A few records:
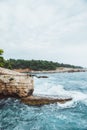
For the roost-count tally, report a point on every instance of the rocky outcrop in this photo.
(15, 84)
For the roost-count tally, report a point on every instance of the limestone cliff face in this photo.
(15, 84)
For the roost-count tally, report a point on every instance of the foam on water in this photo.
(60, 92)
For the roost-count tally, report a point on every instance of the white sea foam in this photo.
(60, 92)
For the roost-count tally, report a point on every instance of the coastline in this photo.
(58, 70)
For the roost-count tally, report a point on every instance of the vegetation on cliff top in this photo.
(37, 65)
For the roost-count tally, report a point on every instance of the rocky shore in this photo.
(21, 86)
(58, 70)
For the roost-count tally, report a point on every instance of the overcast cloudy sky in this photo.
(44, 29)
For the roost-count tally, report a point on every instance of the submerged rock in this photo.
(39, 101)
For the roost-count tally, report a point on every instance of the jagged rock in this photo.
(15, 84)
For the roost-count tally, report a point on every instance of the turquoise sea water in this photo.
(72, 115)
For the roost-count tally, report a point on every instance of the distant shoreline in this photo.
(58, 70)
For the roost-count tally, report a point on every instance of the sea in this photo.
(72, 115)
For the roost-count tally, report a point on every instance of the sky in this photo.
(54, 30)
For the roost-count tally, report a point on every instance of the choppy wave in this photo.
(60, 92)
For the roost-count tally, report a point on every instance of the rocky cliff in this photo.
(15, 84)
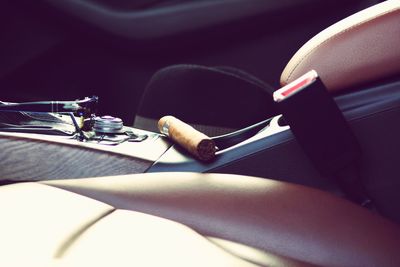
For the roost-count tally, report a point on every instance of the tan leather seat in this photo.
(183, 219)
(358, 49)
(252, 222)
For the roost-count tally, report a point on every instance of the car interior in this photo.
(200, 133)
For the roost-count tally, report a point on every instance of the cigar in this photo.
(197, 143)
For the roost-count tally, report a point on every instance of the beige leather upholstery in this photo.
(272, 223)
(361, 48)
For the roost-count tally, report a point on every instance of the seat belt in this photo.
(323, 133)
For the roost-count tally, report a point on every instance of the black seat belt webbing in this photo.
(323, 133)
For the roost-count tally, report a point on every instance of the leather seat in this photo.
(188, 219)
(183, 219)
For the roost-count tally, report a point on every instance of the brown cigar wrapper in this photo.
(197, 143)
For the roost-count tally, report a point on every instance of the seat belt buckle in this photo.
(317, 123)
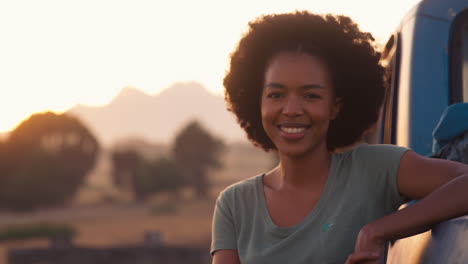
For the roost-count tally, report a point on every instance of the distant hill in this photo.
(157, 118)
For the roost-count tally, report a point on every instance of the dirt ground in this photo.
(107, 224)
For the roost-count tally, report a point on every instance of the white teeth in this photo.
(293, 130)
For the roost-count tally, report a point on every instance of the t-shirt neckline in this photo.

§ **Work to be completed**
Reproduce all of the entries above word for word, leaving out the pictures.

§ **Full solution**
For the roost-count tally, report a point on every instance of the rocky outcrop in this photo.
(15, 84)
For the roost-count tally, report a point on every instance of the limestone cliff face in this photo.
(15, 84)
For the roost-count tally, report a point on every instance of the foam on water in this photo.
(60, 92)
For the roost-count tally, report a point on every instance of the white sea foam in this photo.
(60, 92)
For the roost-count tally, report a point on every instance of the coastline in this photo.
(58, 70)
For the roost-count tally, report a point on every instance of the vegetation on cliff top in this photo.
(37, 65)
For the roost-count tally, report a point on every instance of the rocky shore in this photo.
(21, 86)
(58, 70)
For the roost-count tally, report a point on every instance of the overcast cloudy sky in this photo.
(44, 29)
For the roost-count tally, report a point on every instance of the submerged rock in this photo.
(39, 101)
For the roost-count tally, report a point on every instance of the jagged rock in this photo.
(15, 84)
For the roost-count tally, report a point on every instance of the turquoise sea water in this photo.
(72, 115)
For the roost-count tally, report a point on every instance of the distant shoreline in this photo.
(58, 70)
For the roost-count tally, report a point on every instance of the sea in this photo.
(72, 115)
For the roost-count tally, report a point on every instance of the sky in this photo.
(54, 30)
For the roost-count tally, report a point on every instance of the choppy wave in this photo.
(60, 92)
For the roost-count tally, report a point on every instance of the rocky cliff in this photo.
(15, 84)
For the roost-count tally, report a point on every instance of the tan leather seat in this photo.
(183, 219)
(358, 49)
(252, 222)
For the roost-count tally, report a point on every instance of the car interior in this photo.
(200, 133)
For the roost-count tally, report a point on every instance of the cigar in this photo.
(197, 143)
For the roost-count tally, report a point on every instance of the beige leather upholstery in this photo.
(272, 223)
(361, 48)
For the roost-count tally, report a point on every instance of the seat belt in this photo.
(323, 133)
For the roost-count tally, report a point on every instance of the black seat belt webbing in this photo.
(323, 133)
For the roost-count tally, report a point on every instance of the leather seat in this photo.
(188, 219)
(183, 219)
For the roost-count tally, report a point on every instance of the brown cigar wrapper in this photo.
(197, 143)
For the roost-count tally, report a point on every instance of the seat belt buckle in this photo.
(317, 123)
For the roost-count tally, report a point on every instance of the distant hill in this photo.
(157, 118)
For the roost-count tally, report a point on every instance of the dirt ground in this photo.
(107, 224)
For the roost-count tally, report a point on every instance of the white teeth in this photo.
(293, 130)
For the roost-count tally, report a point on every instance of the t-shirt neckline in this photo.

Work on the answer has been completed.